JOBS —
a) Copy the listing word for word, starting at the line that contains "In the photo above, where can the roof" and ending with its last line, both included.
b) Carry on the passage about the Auditor-General's decision to end its contracts with the two audit firms, starting right after its final sentence.

QUOTED TEXT —
** Begin **

The April announcement to terminate both contracts were decisions about companies whose risks emerged at different times but that could have had a devastating impact on the AG. The credibility of its work and the independence of the AG would be questionable. Since the decision to terminate the contracts was taken, the AG has worked hard with both firms to ensure that that the audit processes already underway continue to be carried out until sign-off at the end of July. In order not to compromise the audit quality of the work, it is preferred, according to ISQC1, that a person who commences an audit should ideally be predominantly the same person presiding over the audit evidence right up to the audit outcome. It is not a case of handing over the work to another firm; it is not that simple in auditing. The AG had tried to minimise the impact that this decision would have on the professional staff of the firms, because there was no pronouncement or judgement on the capabilities of the professional staff in those firms.

Currently AGSA is aligning itself with the professional staff of the firms to ensure those audits will be signed off on 31 July with a level of scrutiny and reviews associated with the type of audit work they are supposed to deliver. Thus, AGSA made available some of its staff members to reinforce that scrutiny.

We have assessed the different categories of audits that have been assigned to them, and now all the AG’s partners are busy in correspondence with those firms.

One of the categories of audits is section 4(3); these are audits that the AG has opted out to audit and the auditee would appoint its preferred firm after consultation with AGSA, which has to concur with the appointment, and the audit report would be signed off in their name. As AGSA is not a direct appointer, it decided to withdraw the concurrence on the appointment of the two firms as external auditors proposing that AGSA opt-in as external auditors as per the Public Audit Act in consultation with the accounting and executive authority. This implies that the professional staff of the firms will continue to be involved in the audit as initially envisaged, whilst the necessary review, quality assurance and final responsibilities will be handled by AGSA. Examples of such auditees include Denel, National Housing Finance Corporation and Development Bank of Southern Africa. These transitional arrangements will apply only to the audits ending on 31 July 2018. The audit arrangement for any audit cycle beyond this date will be confirmed after the completion of these audits in consultation with the auditees.

Mr Makwetu noted an exception to this involved the KPMG audits of a couple of universities and TVET who financial period ended 31 December 2017. At the time the decision was taken those audits were far advanced. AGSA allowed the firm to finalise the audits – but it will ensure that the final review and quality checks will be conducted by AGSA.

** End **

Saved entries —

** Begin **

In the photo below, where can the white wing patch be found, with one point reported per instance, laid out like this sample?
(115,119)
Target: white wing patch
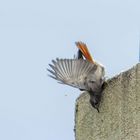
(72,72)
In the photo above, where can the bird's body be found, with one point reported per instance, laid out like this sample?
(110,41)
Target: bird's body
(81,73)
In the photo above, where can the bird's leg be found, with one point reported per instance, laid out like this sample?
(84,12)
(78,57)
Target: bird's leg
(95,99)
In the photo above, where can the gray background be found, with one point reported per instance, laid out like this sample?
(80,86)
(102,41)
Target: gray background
(32,33)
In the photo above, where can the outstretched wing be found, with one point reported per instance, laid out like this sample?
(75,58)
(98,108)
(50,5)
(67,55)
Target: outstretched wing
(83,48)
(72,72)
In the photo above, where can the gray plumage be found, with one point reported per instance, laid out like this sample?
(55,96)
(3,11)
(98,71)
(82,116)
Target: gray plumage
(78,73)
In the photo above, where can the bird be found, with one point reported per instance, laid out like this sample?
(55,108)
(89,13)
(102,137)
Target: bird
(81,72)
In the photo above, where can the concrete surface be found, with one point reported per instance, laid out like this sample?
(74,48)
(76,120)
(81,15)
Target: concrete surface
(119,117)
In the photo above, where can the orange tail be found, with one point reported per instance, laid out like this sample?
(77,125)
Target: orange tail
(83,48)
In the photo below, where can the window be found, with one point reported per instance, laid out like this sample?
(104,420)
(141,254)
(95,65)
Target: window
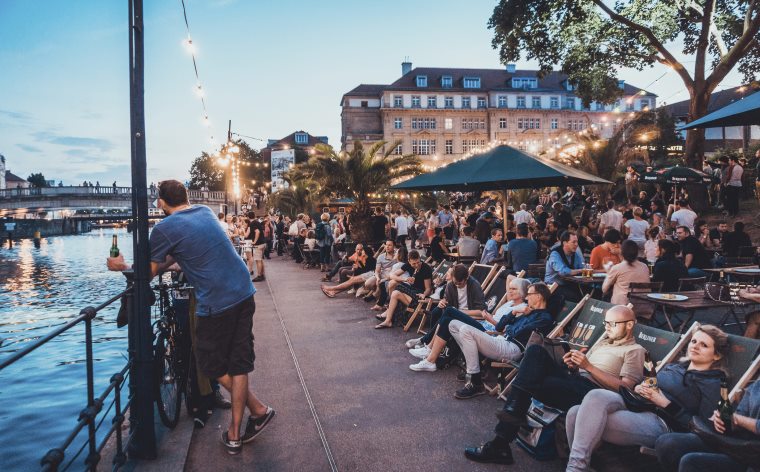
(471,82)
(529,123)
(423,147)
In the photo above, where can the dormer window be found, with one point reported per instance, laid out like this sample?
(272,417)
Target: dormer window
(471,82)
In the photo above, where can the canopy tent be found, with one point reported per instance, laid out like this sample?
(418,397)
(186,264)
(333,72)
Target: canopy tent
(502,168)
(742,112)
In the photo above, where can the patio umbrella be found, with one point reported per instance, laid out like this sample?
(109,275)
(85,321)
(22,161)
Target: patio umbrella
(740,113)
(502,168)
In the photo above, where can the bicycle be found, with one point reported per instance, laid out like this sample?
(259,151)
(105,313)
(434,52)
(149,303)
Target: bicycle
(170,355)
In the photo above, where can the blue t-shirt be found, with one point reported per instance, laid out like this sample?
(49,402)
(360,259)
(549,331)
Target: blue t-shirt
(194,238)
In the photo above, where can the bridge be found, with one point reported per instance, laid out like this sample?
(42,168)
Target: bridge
(89,202)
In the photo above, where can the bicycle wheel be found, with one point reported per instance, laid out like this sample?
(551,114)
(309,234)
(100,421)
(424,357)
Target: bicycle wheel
(168,385)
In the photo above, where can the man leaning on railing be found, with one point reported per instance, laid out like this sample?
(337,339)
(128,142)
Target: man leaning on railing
(191,237)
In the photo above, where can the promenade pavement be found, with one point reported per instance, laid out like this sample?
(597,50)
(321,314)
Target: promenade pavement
(374,414)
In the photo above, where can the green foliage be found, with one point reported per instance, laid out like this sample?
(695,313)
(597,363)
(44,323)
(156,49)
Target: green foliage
(37,180)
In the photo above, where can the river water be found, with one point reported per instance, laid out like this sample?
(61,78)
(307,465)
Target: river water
(41,288)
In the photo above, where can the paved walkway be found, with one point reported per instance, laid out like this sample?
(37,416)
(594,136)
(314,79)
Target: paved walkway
(374,414)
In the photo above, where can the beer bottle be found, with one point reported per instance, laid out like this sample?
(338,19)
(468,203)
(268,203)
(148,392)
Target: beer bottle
(725,409)
(114,247)
(650,374)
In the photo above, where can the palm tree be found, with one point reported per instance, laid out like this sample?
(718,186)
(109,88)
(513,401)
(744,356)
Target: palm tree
(356,174)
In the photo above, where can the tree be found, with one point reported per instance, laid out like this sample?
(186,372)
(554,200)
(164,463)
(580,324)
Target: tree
(37,180)
(589,39)
(356,174)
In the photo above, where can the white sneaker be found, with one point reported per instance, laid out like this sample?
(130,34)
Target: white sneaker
(423,366)
(412,343)
(420,353)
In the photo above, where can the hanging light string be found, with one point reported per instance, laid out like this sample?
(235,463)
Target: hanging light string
(198,86)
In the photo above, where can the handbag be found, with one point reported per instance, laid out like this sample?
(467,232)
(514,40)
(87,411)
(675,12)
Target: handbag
(635,402)
(743,449)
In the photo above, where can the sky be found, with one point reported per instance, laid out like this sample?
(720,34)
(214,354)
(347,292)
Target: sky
(271,67)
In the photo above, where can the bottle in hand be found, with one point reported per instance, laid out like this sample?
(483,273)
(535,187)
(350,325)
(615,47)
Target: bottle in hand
(114,247)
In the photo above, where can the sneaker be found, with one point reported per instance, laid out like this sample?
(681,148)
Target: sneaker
(470,390)
(233,447)
(421,352)
(257,425)
(423,366)
(221,402)
(413,343)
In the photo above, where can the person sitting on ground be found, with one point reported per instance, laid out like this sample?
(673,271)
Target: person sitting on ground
(695,257)
(415,288)
(667,268)
(492,252)
(523,250)
(438,250)
(564,259)
(688,388)
(517,327)
(620,276)
(467,246)
(687,452)
(606,255)
(613,362)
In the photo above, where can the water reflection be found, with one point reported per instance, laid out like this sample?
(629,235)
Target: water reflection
(41,289)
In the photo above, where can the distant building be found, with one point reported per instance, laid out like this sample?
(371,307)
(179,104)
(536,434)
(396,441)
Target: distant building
(731,137)
(441,114)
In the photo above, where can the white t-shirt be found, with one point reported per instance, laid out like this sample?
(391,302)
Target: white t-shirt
(638,230)
(684,217)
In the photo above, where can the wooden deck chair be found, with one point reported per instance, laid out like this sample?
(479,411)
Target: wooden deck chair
(483,273)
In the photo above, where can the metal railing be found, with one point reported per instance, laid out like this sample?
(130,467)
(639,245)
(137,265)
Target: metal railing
(88,416)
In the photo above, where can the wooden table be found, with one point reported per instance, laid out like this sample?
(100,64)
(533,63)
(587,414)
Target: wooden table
(696,302)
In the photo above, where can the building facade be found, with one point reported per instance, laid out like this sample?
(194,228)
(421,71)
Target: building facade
(442,114)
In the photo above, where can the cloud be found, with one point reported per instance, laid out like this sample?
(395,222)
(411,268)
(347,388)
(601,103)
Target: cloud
(29,148)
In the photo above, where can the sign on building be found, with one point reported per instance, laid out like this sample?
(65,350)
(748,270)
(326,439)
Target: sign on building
(282,161)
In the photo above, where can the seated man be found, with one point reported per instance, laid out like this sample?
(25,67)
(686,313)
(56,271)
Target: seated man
(517,326)
(415,288)
(613,362)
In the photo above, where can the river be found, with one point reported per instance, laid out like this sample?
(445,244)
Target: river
(41,288)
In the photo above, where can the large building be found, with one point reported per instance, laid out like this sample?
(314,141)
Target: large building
(442,114)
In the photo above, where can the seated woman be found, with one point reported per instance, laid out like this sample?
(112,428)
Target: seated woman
(687,452)
(685,389)
(621,275)
(362,271)
(415,288)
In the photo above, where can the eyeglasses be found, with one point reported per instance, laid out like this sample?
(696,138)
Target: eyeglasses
(613,324)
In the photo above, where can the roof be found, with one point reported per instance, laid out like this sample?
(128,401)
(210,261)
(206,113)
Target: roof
(717,100)
(490,80)
(10,177)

** End **

TASK-BY-TASK RESULTS —
a)
In the photo above, where can the roof be found, with one point reported per instance, laid out like this sample?
(128,401)
(210,261)
(206,113)
Target: roof
(717,100)
(490,80)
(10,177)

b)
On the way forward, the priority of the AG is to work with the interested stakeholders to improve the confidence of the public about the public audits. We are pulling together a round-table engagement with all the firms that conduct audit work on behalf on the AGSA. There is a need for stronger public audit orientation to ensure that everyone was on the same page.

In conclusion, independence and professional competence has been at the centre of protecting the credibility of AGSA for many years. It did not wish to partake in situations that may affect its credibility and its audit reports. We are finagling the schedules to realign and re-organise the audits – if the people in those firms resign before the end of July, there are contingency plans that have been put in place.

The Chairperson stated that the Committee now had to take a decision on either to defend or reject the AG’s decision.

Mr N Singh (IFP) said his personal view is it was necessary for AGSA to intervene in the manner it did. Within those companies are highly trained and competent individuals. Government should not lose the expertise of those individuals because of the Nkonki and KPMG brand – so how is this going to be curbed. Secondly, the AG spoke about other firms that were being investigated. Could the Committee be told who those firms are? Are there any KPMG and Nkonki audits currently being reviewed by AG that could have an outcome that was suspect? Finally, should we not see this as an opportunity for the Committee to recommend that AGSA audit all state owned companies? Perhaps this could also be an opportunity to enhance the capacity of AGSA to carry out those audits.

Ms Z Dubazane (ANC) agreed with the decisions taken by the AG as the AG had analysed the whole situation in terms of what occurred in those two companies. However, the Committee must remember the 2008/9 recession where the main questionable entities were the regulatory bodies. They failed to identify and address conflicts of interests in companies that were grossly conflicted. She was concerned about IRBA, because she assumed that there is a prominent conflict of interest. She asked what IRBA had done up to this point, because the investigations have been ongoing for a long time. A firm is required to report the ownership of the firm, how come IRBA was not working within its own regulatory framework to ascertain this? She was convinced that there is a conflict of interest due to the manner in which IRBA was conducting itself in the Nkonki matter. Perhaps, it should be called to Parliament to account. It was critical for the Committee to call IRBA to engage with it directly on this matter.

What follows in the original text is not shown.